**Dataset lines:**
::::::::
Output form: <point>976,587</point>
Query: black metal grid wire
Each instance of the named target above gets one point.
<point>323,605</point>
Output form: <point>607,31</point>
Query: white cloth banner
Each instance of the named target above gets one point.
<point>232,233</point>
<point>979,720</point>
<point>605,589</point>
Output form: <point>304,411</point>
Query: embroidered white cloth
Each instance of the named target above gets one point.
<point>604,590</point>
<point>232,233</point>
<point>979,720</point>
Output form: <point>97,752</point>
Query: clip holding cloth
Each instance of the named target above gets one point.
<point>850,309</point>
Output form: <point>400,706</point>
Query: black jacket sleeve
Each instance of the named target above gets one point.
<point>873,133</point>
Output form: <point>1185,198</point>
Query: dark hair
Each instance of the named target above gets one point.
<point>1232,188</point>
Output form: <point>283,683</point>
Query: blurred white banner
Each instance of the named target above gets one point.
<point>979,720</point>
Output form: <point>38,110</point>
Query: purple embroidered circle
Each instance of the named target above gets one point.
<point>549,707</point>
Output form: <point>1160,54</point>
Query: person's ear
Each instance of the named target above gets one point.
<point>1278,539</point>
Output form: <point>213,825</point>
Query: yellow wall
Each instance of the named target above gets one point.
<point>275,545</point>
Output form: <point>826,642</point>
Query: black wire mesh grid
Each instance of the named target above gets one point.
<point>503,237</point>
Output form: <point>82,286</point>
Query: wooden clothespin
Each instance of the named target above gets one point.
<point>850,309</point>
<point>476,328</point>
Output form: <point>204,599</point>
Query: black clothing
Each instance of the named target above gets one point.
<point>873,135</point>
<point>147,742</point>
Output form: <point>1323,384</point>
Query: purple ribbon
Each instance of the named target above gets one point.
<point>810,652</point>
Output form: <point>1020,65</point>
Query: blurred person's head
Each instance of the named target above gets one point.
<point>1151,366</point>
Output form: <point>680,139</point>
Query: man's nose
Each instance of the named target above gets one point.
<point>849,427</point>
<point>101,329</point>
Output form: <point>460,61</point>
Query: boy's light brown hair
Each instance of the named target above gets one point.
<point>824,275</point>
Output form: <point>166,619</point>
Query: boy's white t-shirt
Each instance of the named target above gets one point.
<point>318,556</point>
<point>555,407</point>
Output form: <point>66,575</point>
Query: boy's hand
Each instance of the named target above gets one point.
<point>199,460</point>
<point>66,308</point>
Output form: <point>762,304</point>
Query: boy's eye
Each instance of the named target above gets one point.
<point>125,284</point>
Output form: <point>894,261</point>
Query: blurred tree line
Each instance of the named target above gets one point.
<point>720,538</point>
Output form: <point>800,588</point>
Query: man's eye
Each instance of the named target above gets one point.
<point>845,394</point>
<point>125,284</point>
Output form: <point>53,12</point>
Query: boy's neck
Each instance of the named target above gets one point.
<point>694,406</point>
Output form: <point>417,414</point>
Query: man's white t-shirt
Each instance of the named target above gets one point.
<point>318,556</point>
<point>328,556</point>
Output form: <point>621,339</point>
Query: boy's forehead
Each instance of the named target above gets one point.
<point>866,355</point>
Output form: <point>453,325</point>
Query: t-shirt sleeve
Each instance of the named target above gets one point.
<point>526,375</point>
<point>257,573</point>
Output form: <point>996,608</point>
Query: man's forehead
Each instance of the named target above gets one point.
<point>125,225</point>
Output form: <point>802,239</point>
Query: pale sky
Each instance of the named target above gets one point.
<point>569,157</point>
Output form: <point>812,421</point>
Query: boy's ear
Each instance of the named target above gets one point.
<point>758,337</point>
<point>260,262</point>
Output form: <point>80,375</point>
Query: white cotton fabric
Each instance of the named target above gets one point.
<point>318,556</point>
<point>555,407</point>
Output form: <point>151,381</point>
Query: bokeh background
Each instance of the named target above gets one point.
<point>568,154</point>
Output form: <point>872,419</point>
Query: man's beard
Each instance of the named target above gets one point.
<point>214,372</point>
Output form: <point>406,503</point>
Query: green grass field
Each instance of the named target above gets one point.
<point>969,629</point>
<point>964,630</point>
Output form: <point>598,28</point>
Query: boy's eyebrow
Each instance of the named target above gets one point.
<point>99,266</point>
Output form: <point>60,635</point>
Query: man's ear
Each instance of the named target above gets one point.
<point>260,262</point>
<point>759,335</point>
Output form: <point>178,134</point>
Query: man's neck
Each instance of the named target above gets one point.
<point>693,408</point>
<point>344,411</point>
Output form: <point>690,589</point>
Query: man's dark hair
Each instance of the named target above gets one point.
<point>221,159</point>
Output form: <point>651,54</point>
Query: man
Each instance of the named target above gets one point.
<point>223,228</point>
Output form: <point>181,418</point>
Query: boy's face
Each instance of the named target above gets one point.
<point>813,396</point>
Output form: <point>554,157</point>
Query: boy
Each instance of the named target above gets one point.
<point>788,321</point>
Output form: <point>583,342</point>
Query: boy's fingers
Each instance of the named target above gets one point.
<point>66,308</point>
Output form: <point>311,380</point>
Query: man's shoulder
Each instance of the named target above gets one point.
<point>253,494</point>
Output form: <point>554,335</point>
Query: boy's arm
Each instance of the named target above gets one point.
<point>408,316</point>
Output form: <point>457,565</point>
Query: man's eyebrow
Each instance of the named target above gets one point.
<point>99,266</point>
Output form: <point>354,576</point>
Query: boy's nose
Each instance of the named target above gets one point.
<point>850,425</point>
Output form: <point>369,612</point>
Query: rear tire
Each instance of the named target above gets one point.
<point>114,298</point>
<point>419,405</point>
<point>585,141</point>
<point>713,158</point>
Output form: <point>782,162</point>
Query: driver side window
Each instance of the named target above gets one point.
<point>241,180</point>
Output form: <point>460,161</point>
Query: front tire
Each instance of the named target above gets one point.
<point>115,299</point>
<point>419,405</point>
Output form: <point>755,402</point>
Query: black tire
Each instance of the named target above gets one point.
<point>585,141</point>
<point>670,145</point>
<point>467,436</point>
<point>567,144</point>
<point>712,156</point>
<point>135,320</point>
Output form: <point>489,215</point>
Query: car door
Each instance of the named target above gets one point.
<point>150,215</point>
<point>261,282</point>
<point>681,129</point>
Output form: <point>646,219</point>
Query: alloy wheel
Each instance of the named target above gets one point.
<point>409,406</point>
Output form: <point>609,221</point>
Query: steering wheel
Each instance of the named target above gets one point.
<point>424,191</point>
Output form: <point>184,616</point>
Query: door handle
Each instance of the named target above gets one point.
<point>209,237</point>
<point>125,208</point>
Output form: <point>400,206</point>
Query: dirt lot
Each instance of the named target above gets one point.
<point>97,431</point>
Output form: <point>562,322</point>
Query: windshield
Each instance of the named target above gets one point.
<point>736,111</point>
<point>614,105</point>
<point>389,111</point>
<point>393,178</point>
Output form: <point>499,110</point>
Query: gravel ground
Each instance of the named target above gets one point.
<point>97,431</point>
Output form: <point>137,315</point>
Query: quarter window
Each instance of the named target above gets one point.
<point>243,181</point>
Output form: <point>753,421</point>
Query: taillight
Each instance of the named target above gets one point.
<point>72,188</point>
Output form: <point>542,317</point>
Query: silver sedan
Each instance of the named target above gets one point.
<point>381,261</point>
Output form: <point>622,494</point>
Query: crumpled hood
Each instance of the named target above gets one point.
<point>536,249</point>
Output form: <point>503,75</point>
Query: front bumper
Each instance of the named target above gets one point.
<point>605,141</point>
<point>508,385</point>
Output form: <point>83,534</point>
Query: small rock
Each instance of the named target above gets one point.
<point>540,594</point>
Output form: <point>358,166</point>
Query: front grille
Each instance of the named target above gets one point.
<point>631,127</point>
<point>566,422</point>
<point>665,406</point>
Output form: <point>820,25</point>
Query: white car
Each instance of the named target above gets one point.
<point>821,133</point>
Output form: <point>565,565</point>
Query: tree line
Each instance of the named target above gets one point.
::::::::
**Goal of the exercise:** Copy every one of the lines above, word for word, without changing anything.

**Result of this task:**
Output form: <point>976,587</point>
Query: black metal grid wire
Each instance of the named target above gets one point.
<point>323,605</point>
Output form: <point>607,31</point>
Query: white cloth banner
Each instance of the named target above gets one point.
<point>232,233</point>
<point>979,720</point>
<point>605,589</point>
Output form: <point>304,411</point>
Query: embroidered white cloth
Each instance of the named target above gets one point.
<point>604,590</point>
<point>232,233</point>
<point>979,720</point>
Output form: <point>97,752</point>
Query: clip holding cloth
Each instance of the named target above gets one point.
<point>850,309</point>
Output form: <point>400,706</point>
Query: black jacket sleeve
Each instance of the named target above gets one point.
<point>873,133</point>
Output form: <point>1185,198</point>
Query: dark hair
Each instance of the named target above gets one point.
<point>1232,188</point>
Output form: <point>283,683</point>
Query: blurred white banner
Each instance of the named target above gets one point.
<point>979,720</point>
Output form: <point>38,110</point>
Query: purple embroidered circle
Each instance of the named target above gets one point.
<point>549,707</point>
Output form: <point>1160,54</point>
Query: person's ear
Each instance of the named target above gets one point.
<point>1278,539</point>
Output form: <point>213,825</point>
Query: yellow wall
Each instance of the named target above gets one point.
<point>275,545</point>
Output form: <point>826,642</point>
Query: black wire mesh grid
Each instance of the named target above gets one point.
<point>503,237</point>
Output form: <point>82,286</point>
Query: wooden clothespin
Each instance of the named target above gets one point.
<point>850,309</point>
<point>476,328</point>
Output form: <point>204,599</point>
Query: black clothing
Each instance of the named target above gets one point.
<point>873,135</point>
<point>147,742</point>
Output form: <point>1323,384</point>
Query: purple ribbon
Each instance of the named target above gets one point.
<point>810,652</point>
Output form: <point>1020,65</point>
Query: blurred person's head
Each instance of the named target above gets one point.
<point>1151,366</point>
Output form: <point>680,139</point>
Query: man's nose
Each instance of the named target above gets one point.
<point>849,427</point>
<point>101,329</point>
Output form: <point>460,61</point>
Query: boy's light brown hair
Each instance of the named target above gets one point.
<point>824,275</point>
Output form: <point>166,619</point>
Query: boy's white t-shirt
Each instance of the named target above gets one point.
<point>318,556</point>
<point>555,407</point>
Output form: <point>66,575</point>
Query: boy's hand
Each instance of the named target above gets one point.
<point>199,460</point>
<point>66,308</point>
Output form: <point>762,304</point>
Query: boy's eye
Each instance of the named target above gets one point.
<point>125,284</point>
Output form: <point>894,261</point>
Query: blurred tree line
Each instance of the named target above gets one point.
<point>720,538</point>
Output form: <point>800,588</point>
Query: man's eye
Each instance of the named target above gets one point.
<point>845,394</point>
<point>125,284</point>
Output form: <point>53,12</point>
Query: boy's neck
Each instance of the named target above gets one point.
<point>694,406</point>
Output form: <point>417,414</point>
Query: man's white t-shirt
Each instance of the named target above gets one point.
<point>318,556</point>
<point>328,556</point>
Output form: <point>621,339</point>
Query: boy's forehead
Each instance of the named target above gets one point.
<point>866,355</point>
Output form: <point>453,325</point>
Query: t-shirt sleeve
Each instance of the named target above gets one point.
<point>526,375</point>
<point>257,573</point>
Output form: <point>996,608</point>
Query: man's forehead
Each instance of the named target above gets one point.
<point>125,225</point>
Output form: <point>802,239</point>
Query: pale sky
Each instance of the named target above gets one point.
<point>569,157</point>
Output form: <point>812,421</point>
Query: boy's ear
Each instance of the named target above gets one point.
<point>758,337</point>
<point>260,262</point>
Output form: <point>80,375</point>
Query: white cotton fabric
Each instance of the named target above gets one point.
<point>318,556</point>
<point>555,407</point>
Output form: <point>151,381</point>
Query: bokeh background
Each instance of the named target above gets one point.
<point>568,154</point>
Output form: <point>872,419</point>
Query: man's beard
Each instance of the named target above gets one point.
<point>214,372</point>
Output form: <point>406,503</point>
Query: green grass field
Each instance of the named target above gets one point.
<point>969,629</point>
<point>964,630</point>
Output form: <point>598,28</point>
Query: boy's eyebrow
Each instance of the named target above gets one point.
<point>99,266</point>
Output form: <point>60,635</point>
Query: man's ear
Each instance of the named target above gets one point.
<point>260,262</point>
<point>759,335</point>
Output form: <point>178,134</point>
Query: man's neck
Each instance of the named target above gets one point.
<point>693,408</point>
<point>344,411</point>
Output form: <point>690,589</point>
Query: man's dark hair
Each instance of the named target above gets one point.
<point>221,159</point>
Output form: <point>651,54</point>
Query: man
Each instance of the named target above gets one point.
<point>223,228</point>
Output form: <point>181,418</point>
Query: boy's face
Each instance of the named target above gets one point.
<point>813,396</point>
Output form: <point>554,157</point>
Query: boy
Each instance of the named target above gets one point.
<point>788,321</point>
Output form: <point>583,342</point>
Query: boy's fingers
Each instance of the named target above gets one point.
<point>66,308</point>
Output form: <point>311,380</point>
Query: man's shoulder
Each instance of the named target above gets one point.
<point>253,494</point>
Output form: <point>554,335</point>
Query: boy's arm
Each instance of the named target above gets one point.
<point>408,316</point>
Output form: <point>457,565</point>
Query: man's eyebrow
Each instance of the named target above gets one point.
<point>99,266</point>
Output form: <point>354,576</point>
Query: boy's nose
Each instance of the named target above gets one point.
<point>850,425</point>
Output form: <point>369,612</point>
Query: rear tire
Each instance of the named target above gets one point.
<point>114,298</point>
<point>419,405</point>
<point>585,141</point>
<point>713,158</point>
Output form: <point>782,162</point>
Query: driver side window
Each instance of the named target above gets one point.
<point>241,180</point>
Output form: <point>460,161</point>
Query: front tire
Each instance of the named target above gets one point.
<point>115,299</point>
<point>419,405</point>
Output form: <point>755,402</point>
Query: black tire
Each instance of the named target above gets one point.
<point>585,141</point>
<point>670,145</point>
<point>467,436</point>
<point>567,144</point>
<point>712,156</point>
<point>135,320</point>
Output form: <point>489,215</point>
Query: car door
Each instance of the named target above gets one point.
<point>150,215</point>
<point>261,282</point>
<point>681,129</point>
Output form: <point>646,219</point>
Query: alloy wheel
Each instance of the named target above gets one point.
<point>409,406</point>
Output form: <point>609,221</point>
Query: steering wheel
Each instance of the named target above gets one point.
<point>424,191</point>
Output form: <point>184,616</point>
Query: door handle
Each instance of the named target above gets one point.
<point>209,237</point>
<point>125,208</point>
Output form: <point>400,206</point>
Query: dirt lot
Each instance of the named target above gets one point.
<point>97,431</point>
Output form: <point>562,322</point>
Query: windshield
Each instance of the named target above gets one point.
<point>736,111</point>
<point>614,105</point>
<point>389,111</point>
<point>393,178</point>
Output form: <point>499,110</point>
Query: gravel ground
Each instance of the named target above gets one point.
<point>97,431</point>
Output form: <point>137,315</point>
Query: quarter window
Each instance of the named target above gets one point.
<point>243,181</point>
Output form: <point>753,421</point>
Query: taillight
Each instance of the named target above gets one point.
<point>72,188</point>
Output form: <point>542,317</point>
Query: silver sedan
Each instance of the named target above gets one point.
<point>381,261</point>
Output form: <point>622,494</point>
Query: crumpled hood
Each instance of the named target above gets one point.
<point>536,249</point>
Output form: <point>503,75</point>
Query: front bumper
Each instance of the named target above gets one point.
<point>605,141</point>
<point>508,385</point>
Output form: <point>83,534</point>
Query: small rock
Each instance of the named target above gets one point.
<point>540,594</point>
Output form: <point>358,166</point>
Query: front grille
Each instance of the named target above gets one point.
<point>631,127</point>
<point>566,422</point>
<point>665,406</point>
Output form: <point>820,25</point>
Query: white car
Each instance of the named target above gets one point.
<point>821,133</point>
Output form: <point>565,565</point>
Query: tree line
Each instance of the named target above gets one point.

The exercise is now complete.